> **Source excerpt**
--*--

We were talking about the coil on plug setup. The primary wiring has KOEO power and the PCM provides a pulsed ground in time with the desired cylinder firing. This erects and collapses a magnetic field around the primary wiring in the coil assembly. As the magnetic field collapses, it sweeps through the secondary wiring, inducing a current flow. The ratio of the number of windings in the primary and secondary indicate the voltage multiplication.

 

The secondary current flows from the coil down the spring into the spark plug. It then jumps the gap, igniting the mixture in the cylinder, and returns via the spark plug casing into the cylinder head.

 

Here's where the difference of opinion is. How does the electricity complete the loop? What route does it take to get back to the secondary winding?

 

One coworker says the loop is not closed. There is no return path for the electricity.

--*--

> **Point labeling examples**

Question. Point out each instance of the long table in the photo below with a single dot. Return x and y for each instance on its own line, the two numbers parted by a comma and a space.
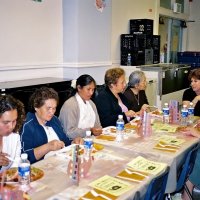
56, 183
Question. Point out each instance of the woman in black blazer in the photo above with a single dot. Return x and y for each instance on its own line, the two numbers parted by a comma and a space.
110, 102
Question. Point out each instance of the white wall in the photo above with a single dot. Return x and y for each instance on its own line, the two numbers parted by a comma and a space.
30, 37
193, 43
65, 38
86, 39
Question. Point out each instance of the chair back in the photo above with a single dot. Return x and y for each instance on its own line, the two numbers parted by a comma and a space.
187, 167
156, 188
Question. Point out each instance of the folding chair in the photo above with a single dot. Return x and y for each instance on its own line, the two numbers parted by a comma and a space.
186, 168
156, 188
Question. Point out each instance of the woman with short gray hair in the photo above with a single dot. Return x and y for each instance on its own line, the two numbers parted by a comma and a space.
135, 92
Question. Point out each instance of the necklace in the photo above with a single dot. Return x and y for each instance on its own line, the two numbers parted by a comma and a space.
137, 98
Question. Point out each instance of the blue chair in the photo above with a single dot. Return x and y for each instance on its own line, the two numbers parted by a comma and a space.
156, 188
186, 168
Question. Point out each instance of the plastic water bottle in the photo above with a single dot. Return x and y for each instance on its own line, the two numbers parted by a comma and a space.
24, 172
129, 59
88, 145
190, 113
120, 128
184, 115
166, 113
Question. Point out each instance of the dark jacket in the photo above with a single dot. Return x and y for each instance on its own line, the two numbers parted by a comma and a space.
33, 135
108, 107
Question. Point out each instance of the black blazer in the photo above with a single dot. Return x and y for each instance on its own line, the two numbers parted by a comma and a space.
108, 107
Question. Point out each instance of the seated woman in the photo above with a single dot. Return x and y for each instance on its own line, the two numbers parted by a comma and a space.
193, 179
11, 118
79, 114
111, 102
42, 131
193, 94
135, 92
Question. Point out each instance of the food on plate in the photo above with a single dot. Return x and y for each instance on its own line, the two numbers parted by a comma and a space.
12, 174
181, 128
96, 147
130, 126
106, 137
156, 112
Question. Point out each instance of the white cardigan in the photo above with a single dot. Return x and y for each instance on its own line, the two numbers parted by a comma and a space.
12, 146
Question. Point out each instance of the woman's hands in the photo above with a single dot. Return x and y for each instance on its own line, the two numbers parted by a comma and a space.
96, 131
130, 113
55, 145
78, 140
3, 160
195, 100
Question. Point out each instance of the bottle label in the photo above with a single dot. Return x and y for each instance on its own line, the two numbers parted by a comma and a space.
165, 111
184, 113
88, 144
120, 126
190, 111
24, 170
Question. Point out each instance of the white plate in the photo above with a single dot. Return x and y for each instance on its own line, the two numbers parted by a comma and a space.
107, 131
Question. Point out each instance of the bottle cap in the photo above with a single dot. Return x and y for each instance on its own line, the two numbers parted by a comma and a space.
88, 133
24, 156
120, 116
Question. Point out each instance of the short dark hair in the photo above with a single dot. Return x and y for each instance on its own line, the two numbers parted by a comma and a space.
84, 80
8, 103
195, 73
39, 97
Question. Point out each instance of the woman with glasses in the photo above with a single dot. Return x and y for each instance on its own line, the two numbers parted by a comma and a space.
110, 102
42, 132
135, 92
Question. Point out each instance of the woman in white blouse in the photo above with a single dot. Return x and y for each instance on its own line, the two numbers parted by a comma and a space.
10, 145
79, 114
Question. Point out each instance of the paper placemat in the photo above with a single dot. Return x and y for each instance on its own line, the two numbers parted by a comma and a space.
111, 185
144, 165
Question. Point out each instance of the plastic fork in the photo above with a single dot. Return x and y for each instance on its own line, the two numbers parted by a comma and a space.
95, 194
134, 172
169, 145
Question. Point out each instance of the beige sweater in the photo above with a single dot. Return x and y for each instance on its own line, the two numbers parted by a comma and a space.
69, 117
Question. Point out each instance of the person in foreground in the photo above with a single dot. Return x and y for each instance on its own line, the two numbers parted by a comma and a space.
11, 118
193, 94
42, 132
111, 102
135, 92
79, 114
193, 179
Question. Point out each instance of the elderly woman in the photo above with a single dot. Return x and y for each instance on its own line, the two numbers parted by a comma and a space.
135, 92
193, 180
79, 114
193, 94
111, 102
42, 132
11, 118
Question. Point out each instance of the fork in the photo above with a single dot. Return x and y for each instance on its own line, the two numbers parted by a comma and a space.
134, 172
169, 145
95, 194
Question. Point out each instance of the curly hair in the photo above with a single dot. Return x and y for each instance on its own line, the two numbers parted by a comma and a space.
195, 73
39, 97
8, 103
112, 75
135, 78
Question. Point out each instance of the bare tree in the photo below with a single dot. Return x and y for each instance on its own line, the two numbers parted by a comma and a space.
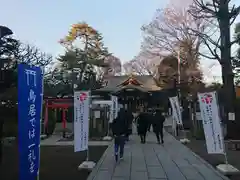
168, 37
169, 28
222, 17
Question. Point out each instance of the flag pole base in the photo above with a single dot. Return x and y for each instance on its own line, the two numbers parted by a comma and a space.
87, 165
107, 138
227, 169
185, 141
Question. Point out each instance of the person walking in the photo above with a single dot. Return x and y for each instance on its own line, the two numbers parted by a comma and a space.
142, 125
119, 129
130, 117
157, 123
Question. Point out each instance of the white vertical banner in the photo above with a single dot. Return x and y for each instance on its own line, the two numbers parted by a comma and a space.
81, 120
211, 122
176, 110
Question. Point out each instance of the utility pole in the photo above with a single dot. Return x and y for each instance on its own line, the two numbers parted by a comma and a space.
226, 64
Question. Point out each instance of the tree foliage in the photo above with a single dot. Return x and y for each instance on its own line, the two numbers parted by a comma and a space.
216, 13
84, 58
168, 41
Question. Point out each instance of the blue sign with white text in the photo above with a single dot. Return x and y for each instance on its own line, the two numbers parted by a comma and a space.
30, 89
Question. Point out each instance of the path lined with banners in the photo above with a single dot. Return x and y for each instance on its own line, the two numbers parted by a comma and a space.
151, 161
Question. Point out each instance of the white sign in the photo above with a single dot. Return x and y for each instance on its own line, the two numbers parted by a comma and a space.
114, 107
81, 123
211, 122
176, 110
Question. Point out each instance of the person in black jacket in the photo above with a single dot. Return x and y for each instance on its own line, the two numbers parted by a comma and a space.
119, 130
142, 125
129, 116
157, 123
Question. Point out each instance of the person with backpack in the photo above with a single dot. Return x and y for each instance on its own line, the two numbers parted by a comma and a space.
157, 124
119, 129
142, 125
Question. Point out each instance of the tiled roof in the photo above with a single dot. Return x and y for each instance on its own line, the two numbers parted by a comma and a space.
147, 81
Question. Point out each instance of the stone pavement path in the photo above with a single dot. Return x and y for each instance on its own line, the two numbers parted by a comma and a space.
151, 161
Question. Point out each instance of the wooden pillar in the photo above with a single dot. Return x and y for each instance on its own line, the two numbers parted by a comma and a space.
64, 118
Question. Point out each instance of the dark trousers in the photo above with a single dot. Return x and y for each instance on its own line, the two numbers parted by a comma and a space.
159, 134
149, 127
119, 142
143, 137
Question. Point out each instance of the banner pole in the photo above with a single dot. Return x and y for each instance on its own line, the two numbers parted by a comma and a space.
39, 162
90, 111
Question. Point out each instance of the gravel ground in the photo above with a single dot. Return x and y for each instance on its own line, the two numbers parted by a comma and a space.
199, 147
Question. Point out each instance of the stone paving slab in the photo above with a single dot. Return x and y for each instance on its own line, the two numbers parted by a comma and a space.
151, 161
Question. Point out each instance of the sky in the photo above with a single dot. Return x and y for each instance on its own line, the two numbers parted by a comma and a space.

--*--

> **Challenges**
1 - According to the coil-on-plug excerpt, which parts does the secondary current pass through, in order, from the coil to the cylinder head?
2 - Could you carry the coil-on-plug discussion further, picking up after its final sentence?

> **Answers by task**
1 -
1. The coil
2. The spring
3. The spark plug
4. The gap
5. The spark plug casing
6. The cylinder head

2 -
Another says the return path is through the PCM - within the coil the primary negative and secondary negative are connected together. Current flows through the plug casing, into the cylinder head and ground circuit of the vehicle, into the ground for the PCM, through the circuit board and back through the coil break wire to the coil.

 

A third coworker (me) says the return path is through the vehicle's battery. Within the coil, the primary positive and the secondary negative are connected together. Return power goes through the plug casing into the cylinder head to the negative battery terminal, through the battery, BJB, coil power circuit and back to the coil secondary.

 

A beer is riding on this. Who is right?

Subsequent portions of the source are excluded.